How do we address it?
We should have Chapter 11 (bankruptcy laws for a quick solution) like in the US. When we have restructuring anywhere in the world, banks only take a hit after the promoter is wiped off. I am talking as an arm chair expert as we are not involved in any of this. Our banks can stand it with the high capital adequacy and profitability.
There is no systemic risk. It must be understood that RBI has prescribed for Indian banks Basel III norms which are tougher than actual Basel III. If we were to compare a global bank with an Indian bank, the capital adequacy difference could be in the range of 0.6% to 1% based on the portfolio of the bank.
So, you and the new RBI governor are on same page on restructure? He will change the restructuring norm?
If he says no restructuring allowed till promoter equity goes to zero that’s it. From his statement it looks like that.
Why can’t banks lower rates and have a high profit margin?
Let us not blame the banking system for interest rates. We are just the intermediaries. You have high inflation.
RBI has been forced to keep a tight monetary policy, so my interest rate will be high. You have SLR that is pre-emption of my money. I can only lend the balance. You have priority sector target, I have to do that and then lend the balance. I don’t think interest rate can be a push for inflation.
There are other issues. There are many things to do. But what are the items that would top your agenda?

● **DATA SHOWN**:
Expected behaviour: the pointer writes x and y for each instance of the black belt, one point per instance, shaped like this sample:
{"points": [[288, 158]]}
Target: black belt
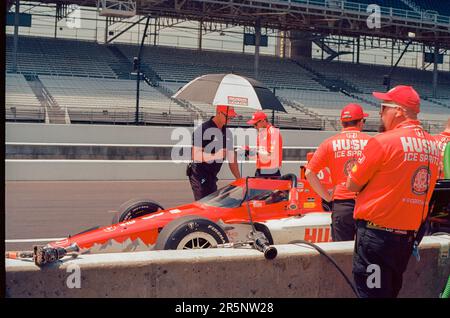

● **WRITTEN PROBLEM**: Please carry on the interview about Indian banks from the point where it stops.

● **FINAL RESULT**:
Focus should be on planning, executing, and monitoring and holding people responsible. It has to come through the various government departments.
But what makes you believe that this government, which has gone back on diesel price increase, will implement tougher measures ahead of elections?
I disagree with this perception. I would like to see this from a broader context. I am just back from the CLSA investor conference in Hong Kong. We have to be conscious that others are also looking at our actions. I think despite elections being round the corner, in the last two to three months the government has been doing a good job.
I am not saying this as a pro- or anti-government. They have looked at seeing how we can get more foreign currency. They are looking at how to improve exports. If you say I will do everything after election, I as an Indian am worried because the world is not waiting for your election.
They are trying very hard to change that and we should support that.